◆ The exercise:
Skip every image and restate the data word for word.

───── Given records

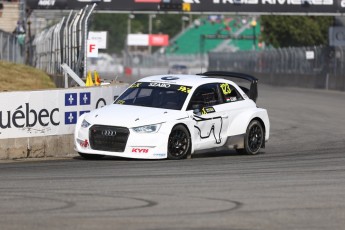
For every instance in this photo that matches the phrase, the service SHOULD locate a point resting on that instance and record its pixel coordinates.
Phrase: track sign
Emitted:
(92, 48)
(100, 37)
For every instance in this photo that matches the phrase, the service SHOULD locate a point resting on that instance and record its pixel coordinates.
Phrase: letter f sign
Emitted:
(92, 48)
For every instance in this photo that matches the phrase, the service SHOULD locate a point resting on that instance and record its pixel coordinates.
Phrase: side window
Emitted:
(205, 95)
(229, 93)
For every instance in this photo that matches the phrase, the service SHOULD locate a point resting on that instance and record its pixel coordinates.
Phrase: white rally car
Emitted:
(174, 117)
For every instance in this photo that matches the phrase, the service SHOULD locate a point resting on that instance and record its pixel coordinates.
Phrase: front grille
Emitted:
(108, 138)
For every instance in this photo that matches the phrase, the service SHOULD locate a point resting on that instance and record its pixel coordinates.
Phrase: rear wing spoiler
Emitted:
(253, 90)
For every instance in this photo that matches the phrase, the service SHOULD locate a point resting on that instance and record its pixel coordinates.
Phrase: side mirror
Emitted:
(196, 109)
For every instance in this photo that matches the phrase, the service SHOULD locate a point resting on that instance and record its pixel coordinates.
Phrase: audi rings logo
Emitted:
(109, 133)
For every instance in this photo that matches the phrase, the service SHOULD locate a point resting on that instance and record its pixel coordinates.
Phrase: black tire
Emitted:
(179, 143)
(253, 139)
(91, 156)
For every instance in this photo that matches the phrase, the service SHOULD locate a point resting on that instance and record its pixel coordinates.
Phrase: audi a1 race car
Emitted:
(176, 116)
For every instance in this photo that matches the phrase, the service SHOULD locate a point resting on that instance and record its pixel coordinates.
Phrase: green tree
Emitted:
(117, 26)
(294, 31)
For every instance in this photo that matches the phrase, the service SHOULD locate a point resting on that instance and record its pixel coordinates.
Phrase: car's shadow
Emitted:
(213, 154)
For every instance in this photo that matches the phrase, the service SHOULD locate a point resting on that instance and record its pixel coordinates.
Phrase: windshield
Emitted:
(157, 95)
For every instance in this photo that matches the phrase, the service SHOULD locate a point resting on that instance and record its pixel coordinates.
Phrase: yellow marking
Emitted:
(203, 111)
(186, 7)
(135, 85)
(225, 88)
(120, 102)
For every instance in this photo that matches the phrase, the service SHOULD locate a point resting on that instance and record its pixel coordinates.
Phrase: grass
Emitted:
(18, 77)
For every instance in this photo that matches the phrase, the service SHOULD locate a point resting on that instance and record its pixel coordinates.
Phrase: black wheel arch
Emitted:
(263, 126)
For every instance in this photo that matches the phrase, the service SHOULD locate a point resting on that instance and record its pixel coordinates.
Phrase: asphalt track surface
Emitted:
(297, 182)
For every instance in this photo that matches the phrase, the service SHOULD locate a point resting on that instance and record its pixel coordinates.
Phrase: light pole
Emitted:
(151, 16)
(129, 23)
(184, 19)
(253, 24)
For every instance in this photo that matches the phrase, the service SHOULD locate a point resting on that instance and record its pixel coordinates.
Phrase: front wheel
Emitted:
(253, 138)
(91, 156)
(178, 143)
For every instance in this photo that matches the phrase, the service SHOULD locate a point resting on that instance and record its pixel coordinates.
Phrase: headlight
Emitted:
(85, 124)
(147, 128)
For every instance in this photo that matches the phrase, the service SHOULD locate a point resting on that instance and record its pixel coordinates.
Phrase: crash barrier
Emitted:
(41, 123)
(11, 47)
(65, 42)
(311, 67)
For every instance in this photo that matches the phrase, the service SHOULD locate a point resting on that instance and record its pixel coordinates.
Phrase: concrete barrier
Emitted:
(41, 123)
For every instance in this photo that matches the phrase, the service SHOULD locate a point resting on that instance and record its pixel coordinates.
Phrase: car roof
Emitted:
(182, 79)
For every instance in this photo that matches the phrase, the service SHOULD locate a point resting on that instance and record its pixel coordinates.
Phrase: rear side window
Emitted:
(205, 95)
(229, 93)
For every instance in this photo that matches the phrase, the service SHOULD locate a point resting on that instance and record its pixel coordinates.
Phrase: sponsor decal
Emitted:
(207, 110)
(169, 78)
(135, 85)
(71, 99)
(191, 1)
(163, 85)
(82, 112)
(121, 102)
(94, 1)
(276, 2)
(23, 116)
(85, 98)
(46, 2)
(225, 88)
(147, 1)
(218, 124)
(84, 143)
(185, 89)
(140, 150)
(71, 118)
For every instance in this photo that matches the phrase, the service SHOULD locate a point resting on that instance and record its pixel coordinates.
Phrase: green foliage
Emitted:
(117, 27)
(294, 31)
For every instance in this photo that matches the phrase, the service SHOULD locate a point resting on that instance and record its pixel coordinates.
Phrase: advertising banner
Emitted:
(50, 112)
(330, 7)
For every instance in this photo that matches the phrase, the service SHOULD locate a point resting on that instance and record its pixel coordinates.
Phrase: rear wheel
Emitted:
(178, 143)
(253, 138)
(91, 156)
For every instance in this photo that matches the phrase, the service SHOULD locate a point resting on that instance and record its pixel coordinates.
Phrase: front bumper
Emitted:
(124, 143)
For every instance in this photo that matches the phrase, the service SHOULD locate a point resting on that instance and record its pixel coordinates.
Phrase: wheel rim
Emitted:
(178, 143)
(255, 138)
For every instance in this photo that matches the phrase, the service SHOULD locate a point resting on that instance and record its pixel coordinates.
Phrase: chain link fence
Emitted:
(312, 67)
(64, 42)
(11, 47)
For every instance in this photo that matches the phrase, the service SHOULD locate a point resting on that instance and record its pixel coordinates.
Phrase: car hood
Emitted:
(131, 116)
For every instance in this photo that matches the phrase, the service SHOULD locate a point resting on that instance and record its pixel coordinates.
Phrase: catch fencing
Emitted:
(65, 42)
(312, 67)
(11, 47)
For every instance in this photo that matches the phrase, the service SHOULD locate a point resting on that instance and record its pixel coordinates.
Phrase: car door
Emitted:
(209, 116)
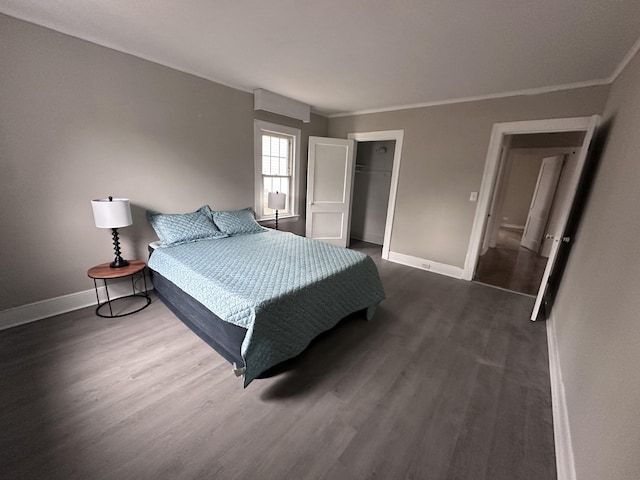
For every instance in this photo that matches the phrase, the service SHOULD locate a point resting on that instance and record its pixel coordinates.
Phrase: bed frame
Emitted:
(224, 337)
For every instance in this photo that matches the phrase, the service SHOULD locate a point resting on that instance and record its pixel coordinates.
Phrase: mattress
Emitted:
(282, 288)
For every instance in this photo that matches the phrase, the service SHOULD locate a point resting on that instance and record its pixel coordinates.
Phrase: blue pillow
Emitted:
(176, 228)
(238, 221)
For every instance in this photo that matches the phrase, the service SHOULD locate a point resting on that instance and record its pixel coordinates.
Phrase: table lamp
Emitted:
(113, 213)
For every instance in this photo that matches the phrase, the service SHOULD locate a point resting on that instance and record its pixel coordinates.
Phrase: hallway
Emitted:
(510, 265)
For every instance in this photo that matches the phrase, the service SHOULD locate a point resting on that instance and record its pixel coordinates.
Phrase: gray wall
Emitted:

──────────

◆ Answer for the task:
For every instance in this photo that matches the phrase, the service SHOULD locate a point resting on that instance and record its pixel coordinates.
Phrase: track sign
Emitted:
(92, 48)
(100, 37)
For every instance in this photo that matches the phrase, the service SHOULD locate a point resting on that instance and record its pixel coordinates.
Phrase: letter f sign
Emitted:
(92, 48)
For every instance in this photo that matches the phrase, the service SHOULD locate a point resting on that instance and record its pixel coordinates.
Phrase: side window
Emitted:
(205, 95)
(229, 93)
For every instance in this photo that matches the phrase, the service SHOULD locate a point resting on that instance and record its pixel coordinates.
Phrase: white rally car
Emitted:
(174, 117)
For every instance in this photo that matches the phrase, the service SHOULD locate a point resting on that instance and record its pixel coordinates.
Phrase: front grille
Emitted:
(108, 138)
For every instance in this photo that matches the phrase, the service SHOULD locate a point resting on that instance and record its pixel coordinates.
Phrase: rear wing spoiler
Emitted:
(253, 90)
For every instance in this photo that matches the phrase, the service SHOULD locate a point resting on that instance and record its pixel coordinates.
Phrase: side mirror
Emitted:
(196, 109)
For every instance in this photo that matches the phrase, the service SHOULD locate a point resting on that instance and record its pixel coordinates.
Phrase: audi rings logo
Emitted:
(109, 133)
For every instance in this photo that matches the phrase, the service SHOULD locate a point resting on that instance and record its pixel coordinates.
Phrase: black tire
Emitted:
(179, 143)
(253, 139)
(91, 156)
For every instance in this photo that matches the phrase, the service SHOULD locate a point resting on that instance and record its pixel coordinates.
Phrase: audi a1 race car
Emitted:
(176, 116)
For every instance in this photo that matches the phrase, the service SHOULD locate a point resting on that instance and record its pixel coordinates.
Phrase: green tree
Emitted:
(117, 26)
(294, 31)
For every instance in this photo that matches the phrase, the service SHOULD locate a point resting on that instance and record its pixel coordinates.
Phrase: car's shadow
Emitted:
(213, 154)
For every instance in this photo that matches the phrase, the service SHOULD locate a point resting on that instance and record its pixel coordinates.
Phrase: windshield
Emitted:
(157, 95)
For every instance in this photo that matches the phrase, the service SHOULD locate a point resting on that instance and record its pixel coordinates.
Phrase: yellow marking
Emitted:
(203, 111)
(186, 7)
(135, 85)
(225, 88)
(120, 102)
For every instance in this photo that matches the phrase, the service SHOULD locate a point resting on that instance and record its pixel coordinates.
Phrase: grass
Emitted:
(18, 77)
For every instance in this photo that matches the phrase, the service SHOULD locate a point resting on that instance and record its pixel coordinates.
Phrase: black wheel arch
Emitted:
(263, 126)
For every instance in this photo that matches the phrase, the service SHOULD locate a point resting on that instance and record its pixel coordinates.
Phrase: asphalt track surface
Emitted:
(297, 182)
For every instance in this photo that matches the phrase, the service SHOULD locate a point resting on that instance and record its pixel coordinates.
Phrase: light pole
Emitted:
(151, 16)
(129, 23)
(184, 19)
(253, 24)
For every instance in this photo that matches the phrase, the service SHOULD locate a point resting on that instance and record its pixel coordinates.
Phrase: front wheel
Emitted:
(253, 138)
(91, 156)
(178, 143)
For every instance in this photo that matches the phrase, the service SHOULD locate a point resting on that instance and record its pixel coordinates.
Phrase: headlight
Emitted:
(85, 124)
(147, 128)
For every instance in this photo that matches the phrase, the service SHOULD locate a point resting on that instance and record its pixel coordinates.
Phrase: crash barrier
Emitted:
(41, 123)
(11, 47)
(65, 42)
(311, 67)
For every instance in this photo that matches the phrase, the service SHOULD locate a point resting on that instance and record its pixel coordinates.
Phrase: concrete barrier
Emitted:
(41, 123)
For every instance in this photo that matches the phrase, the service SHOULD locate a point resting on that instance and record its pixel coordinates.
Phrase: car roof
Emitted:
(182, 79)
For every instance in this photo that matches the phrase, the service SHOULD locate a point resting on that instance and record its pixel coordinates.
Phrase: rear side window
Emitted:
(205, 95)
(229, 93)
For every instance in this photo that matches the phrase, the service SHOULD locate a point resting on that instance and record its pixel coordinates.
Phrase: sponsor decal
Emitted:
(207, 110)
(169, 78)
(135, 85)
(71, 99)
(191, 1)
(163, 85)
(82, 112)
(121, 102)
(94, 1)
(276, 2)
(23, 116)
(85, 98)
(46, 2)
(225, 88)
(147, 1)
(218, 124)
(84, 143)
(185, 89)
(140, 150)
(71, 118)
For every instance in this photo that matches the phrase, the service SHOULD locate a point resting on that instance and record its pixel coordinates.
Phrase: green foliage
Emitted:
(117, 27)
(294, 31)
For every instance in this photo that matches the phrase, the service SHOULD locate a point resting on that instance and record its pixel coordinates.
Phrase: advertising banner
Emitted:
(50, 112)
(330, 7)
For every instance in this photo that matches the phrase, the service SHOULD locate a point resting on that instance and record its pixel coordinates.
Phrase: rear wheel
Emitted:
(178, 143)
(253, 138)
(91, 156)
For every instance in this photo that matches the phrase, the service SHOULD locate a point resting on that instance and record its pixel coordinates.
Phrase: front bumper
Emitted:
(124, 143)
For every instance in this photo that matches the phrase, the service SHOULD locate a point resting on that instance and record its pixel coordinates.
Phrase: wheel rim
Emitted:
(178, 143)
(255, 138)
For every instance in this photo that matches the phrase, the service SHOULD locate a point resting on that instance and record its pixel coordinates.
Phrase: chain link fence
Emitted:
(312, 67)
(64, 42)
(11, 47)
For every instance in this photo that matches the phrase, the service SHOULD locate a point resting on that instance and record its pixel coordinates.
Phrase: car hood
Emitted:
(131, 116)
For every instance in this photo that matches the phrase, the service SHOULD locate a point resting on that instance and record its pixel coordinates.
Phrase: catch fencing
Emitted:
(65, 42)
(312, 67)
(11, 47)
For every instance in this photo that matches the phrase, the service SHOULD locate a point resting on that instance and record its pixel coordinates.
Phrase: car door
Emitted:
(209, 116)
For every instance in this photo that matches the phrase, the service SHOULD locate a point resting on that instance and record its pixel coordinates.
Phrase: bed frame
Emitted:
(224, 337)
For every instance in this photo that matches the phrase, the service SHOULD locate a point resting on that instance and record its pixel coordinates.
Phrase: mattress
Emitted:
(282, 288)
For every instance in this photo that matches the phrase, the service SHOULD locate a point resting on that instance and record its pixel coordinates.
Phrase: blue pillow
Emitted:
(176, 228)
(238, 221)
For every instance in this photo that matches the phrase, the service SHOULD locate a point resting on that instance and record its pixel coordinates.
Phrase: table lamp
Emitted:
(113, 213)
For every instance in this photo that matches the phrase, the service SHOULD locate a point resting on that instance and record its pixel coordinates.
Phrase: hallway
Emitted:
(510, 265)
For every instance in this photo that matches the phrase, the service SHOULD locate a point resting on that instance and record its pixel coordinates.
Phrase: gray wall
Emitted:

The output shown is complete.